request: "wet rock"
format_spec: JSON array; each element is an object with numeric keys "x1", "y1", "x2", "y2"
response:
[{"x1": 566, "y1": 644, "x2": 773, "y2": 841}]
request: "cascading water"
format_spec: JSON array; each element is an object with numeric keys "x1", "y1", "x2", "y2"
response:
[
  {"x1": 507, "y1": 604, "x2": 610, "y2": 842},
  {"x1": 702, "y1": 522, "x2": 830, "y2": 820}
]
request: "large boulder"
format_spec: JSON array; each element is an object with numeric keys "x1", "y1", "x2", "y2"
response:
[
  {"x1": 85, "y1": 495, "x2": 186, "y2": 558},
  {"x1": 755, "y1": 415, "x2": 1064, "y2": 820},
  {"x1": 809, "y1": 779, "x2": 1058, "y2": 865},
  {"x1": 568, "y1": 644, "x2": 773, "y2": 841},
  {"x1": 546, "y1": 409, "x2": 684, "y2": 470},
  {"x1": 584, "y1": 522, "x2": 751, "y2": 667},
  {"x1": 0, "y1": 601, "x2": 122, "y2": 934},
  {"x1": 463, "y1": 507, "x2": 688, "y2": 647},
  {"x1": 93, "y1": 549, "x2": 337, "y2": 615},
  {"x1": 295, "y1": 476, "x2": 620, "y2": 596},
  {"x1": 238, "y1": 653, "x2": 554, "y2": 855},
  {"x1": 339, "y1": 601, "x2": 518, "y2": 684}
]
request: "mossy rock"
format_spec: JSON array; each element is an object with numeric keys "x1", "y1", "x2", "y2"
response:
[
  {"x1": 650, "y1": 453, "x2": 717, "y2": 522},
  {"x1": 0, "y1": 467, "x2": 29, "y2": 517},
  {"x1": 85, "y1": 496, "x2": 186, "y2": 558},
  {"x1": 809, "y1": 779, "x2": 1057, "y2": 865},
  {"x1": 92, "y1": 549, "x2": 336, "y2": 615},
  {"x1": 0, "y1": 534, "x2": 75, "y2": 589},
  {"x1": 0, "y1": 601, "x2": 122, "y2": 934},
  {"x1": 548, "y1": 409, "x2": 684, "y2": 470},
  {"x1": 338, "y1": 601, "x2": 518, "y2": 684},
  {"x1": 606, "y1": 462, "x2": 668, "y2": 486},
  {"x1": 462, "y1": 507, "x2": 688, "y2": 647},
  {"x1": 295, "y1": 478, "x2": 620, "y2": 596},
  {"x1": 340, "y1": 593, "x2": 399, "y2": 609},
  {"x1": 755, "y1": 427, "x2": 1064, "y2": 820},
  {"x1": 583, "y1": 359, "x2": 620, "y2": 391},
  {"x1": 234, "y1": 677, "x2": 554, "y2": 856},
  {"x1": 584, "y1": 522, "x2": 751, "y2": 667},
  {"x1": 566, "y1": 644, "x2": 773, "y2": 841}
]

__What you will do__.
Pull out each line in the rows above that contains the word "rock".

__Answer to the task__.
request: "wet rock"
request: "mossy rock"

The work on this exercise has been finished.